>> begin

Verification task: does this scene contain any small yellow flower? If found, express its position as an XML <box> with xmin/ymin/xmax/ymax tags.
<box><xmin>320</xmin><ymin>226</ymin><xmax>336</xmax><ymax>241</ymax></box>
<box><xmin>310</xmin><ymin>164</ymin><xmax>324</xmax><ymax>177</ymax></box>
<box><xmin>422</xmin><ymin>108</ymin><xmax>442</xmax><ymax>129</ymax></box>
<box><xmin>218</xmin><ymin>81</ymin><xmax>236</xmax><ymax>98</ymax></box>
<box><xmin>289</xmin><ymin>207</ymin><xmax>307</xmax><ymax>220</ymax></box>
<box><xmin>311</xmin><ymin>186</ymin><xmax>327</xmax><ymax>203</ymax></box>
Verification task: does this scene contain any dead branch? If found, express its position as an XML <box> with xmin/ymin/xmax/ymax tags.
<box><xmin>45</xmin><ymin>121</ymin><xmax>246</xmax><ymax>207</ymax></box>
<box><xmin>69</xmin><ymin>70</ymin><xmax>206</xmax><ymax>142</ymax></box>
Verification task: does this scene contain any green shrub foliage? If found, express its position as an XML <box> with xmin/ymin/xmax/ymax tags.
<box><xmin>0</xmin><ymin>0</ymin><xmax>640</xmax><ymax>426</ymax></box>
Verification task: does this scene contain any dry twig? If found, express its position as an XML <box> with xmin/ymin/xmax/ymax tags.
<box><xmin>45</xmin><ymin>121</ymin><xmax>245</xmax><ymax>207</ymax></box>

>> end

Lay out every line of the records above as a Markdown table with the columns Row and Line, numbering each line in order under Row and skipping blank lines.

| Row | Line |
|---|---|
| 1 | Verification task: does this scene contain any small yellow flower? If found, express its position as an XML <box> with xmin/ymin/xmax/ymax tags. |
| 2 | <box><xmin>320</xmin><ymin>226</ymin><xmax>336</xmax><ymax>241</ymax></box> |
| 3 | <box><xmin>310</xmin><ymin>164</ymin><xmax>324</xmax><ymax>177</ymax></box> |
| 4 | <box><xmin>422</xmin><ymin>108</ymin><xmax>442</xmax><ymax>129</ymax></box> |
| 5 | <box><xmin>218</xmin><ymin>81</ymin><xmax>236</xmax><ymax>98</ymax></box> |
| 6 | <box><xmin>289</xmin><ymin>207</ymin><xmax>307</xmax><ymax>220</ymax></box> |
| 7 | <box><xmin>311</xmin><ymin>186</ymin><xmax>327</xmax><ymax>203</ymax></box> |
| 8 | Verification task: does this scene contain any dead branch? If found, express its position as an XML <box> with xmin/ymin/xmax/ymax tags. |
| 9 | <box><xmin>45</xmin><ymin>121</ymin><xmax>246</xmax><ymax>207</ymax></box> |
| 10 | <box><xmin>69</xmin><ymin>70</ymin><xmax>206</xmax><ymax>142</ymax></box> |
| 11 | Verification task: does this scene contain any green shrub foliage? If found, express its position as an XML <box> with xmin/ymin/xmax/ymax tags. |
| 12 | <box><xmin>0</xmin><ymin>0</ymin><xmax>640</xmax><ymax>426</ymax></box> |
| 13 | Verification task: does this scene contain any dry twig? If found, express its position as an XML <box> with xmin/ymin/xmax/ymax tags. |
| 14 | <box><xmin>45</xmin><ymin>121</ymin><xmax>245</xmax><ymax>207</ymax></box> |